Find each line in the entries below that contains the string "Query" and copy those lines. The match is case-sensitive.

======== Supplied records ========

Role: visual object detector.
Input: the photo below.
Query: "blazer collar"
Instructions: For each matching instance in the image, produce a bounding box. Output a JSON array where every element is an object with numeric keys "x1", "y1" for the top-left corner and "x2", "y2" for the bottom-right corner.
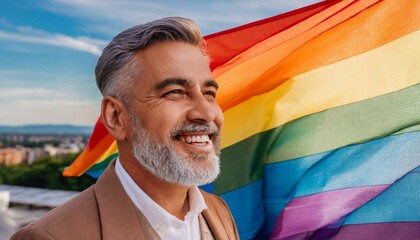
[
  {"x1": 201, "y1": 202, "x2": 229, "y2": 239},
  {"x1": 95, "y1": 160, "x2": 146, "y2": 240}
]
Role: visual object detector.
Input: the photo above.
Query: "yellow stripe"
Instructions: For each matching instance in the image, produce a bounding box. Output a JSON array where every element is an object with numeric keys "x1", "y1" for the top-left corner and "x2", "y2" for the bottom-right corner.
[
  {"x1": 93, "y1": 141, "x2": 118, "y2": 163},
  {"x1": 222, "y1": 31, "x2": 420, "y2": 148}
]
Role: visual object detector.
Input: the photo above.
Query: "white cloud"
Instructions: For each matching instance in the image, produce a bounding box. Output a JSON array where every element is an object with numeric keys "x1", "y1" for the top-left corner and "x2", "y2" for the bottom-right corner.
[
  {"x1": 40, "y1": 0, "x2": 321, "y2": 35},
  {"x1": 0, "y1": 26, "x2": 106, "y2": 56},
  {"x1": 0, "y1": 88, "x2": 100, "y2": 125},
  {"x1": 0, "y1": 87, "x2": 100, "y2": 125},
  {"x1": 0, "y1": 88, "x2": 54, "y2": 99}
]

========
======== Supplied records ========

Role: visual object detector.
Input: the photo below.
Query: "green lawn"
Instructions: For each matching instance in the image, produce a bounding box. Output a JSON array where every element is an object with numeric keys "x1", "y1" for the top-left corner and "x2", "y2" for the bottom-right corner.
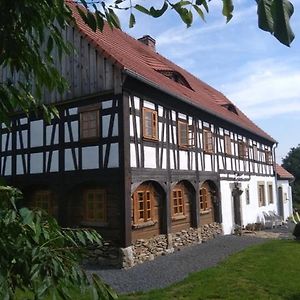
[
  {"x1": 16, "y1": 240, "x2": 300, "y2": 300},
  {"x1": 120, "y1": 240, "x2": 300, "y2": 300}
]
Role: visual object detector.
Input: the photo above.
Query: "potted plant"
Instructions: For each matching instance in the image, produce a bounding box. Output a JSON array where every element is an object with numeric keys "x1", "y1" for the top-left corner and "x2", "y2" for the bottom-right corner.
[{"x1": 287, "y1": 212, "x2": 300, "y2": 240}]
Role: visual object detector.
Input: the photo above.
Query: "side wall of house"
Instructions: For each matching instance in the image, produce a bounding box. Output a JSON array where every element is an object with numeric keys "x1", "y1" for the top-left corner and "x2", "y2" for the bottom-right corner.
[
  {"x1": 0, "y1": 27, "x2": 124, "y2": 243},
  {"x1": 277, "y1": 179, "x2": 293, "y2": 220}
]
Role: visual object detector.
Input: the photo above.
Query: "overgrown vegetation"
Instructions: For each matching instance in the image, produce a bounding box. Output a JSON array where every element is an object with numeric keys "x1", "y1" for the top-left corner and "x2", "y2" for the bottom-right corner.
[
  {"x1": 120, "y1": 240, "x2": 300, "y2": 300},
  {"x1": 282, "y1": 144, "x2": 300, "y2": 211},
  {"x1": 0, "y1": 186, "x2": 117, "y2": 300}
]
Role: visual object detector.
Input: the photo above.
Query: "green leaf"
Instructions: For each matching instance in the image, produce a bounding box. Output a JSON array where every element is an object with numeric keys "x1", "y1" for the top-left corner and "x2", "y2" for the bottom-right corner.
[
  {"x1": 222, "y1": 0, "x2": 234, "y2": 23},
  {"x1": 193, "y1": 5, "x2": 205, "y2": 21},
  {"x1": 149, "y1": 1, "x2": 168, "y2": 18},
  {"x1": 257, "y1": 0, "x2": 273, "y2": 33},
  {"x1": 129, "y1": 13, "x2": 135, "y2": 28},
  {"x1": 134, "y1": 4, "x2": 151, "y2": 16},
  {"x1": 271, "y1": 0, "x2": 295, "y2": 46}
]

========

> Response to the task
Query: "blazer collar"
Query: "yellow stripe"
Query: "white cloud"
Query: "green lawn"
Query: "potted plant"
Query: "side wall of house"
Query: "overgrown vegetation"
Query: "green leaf"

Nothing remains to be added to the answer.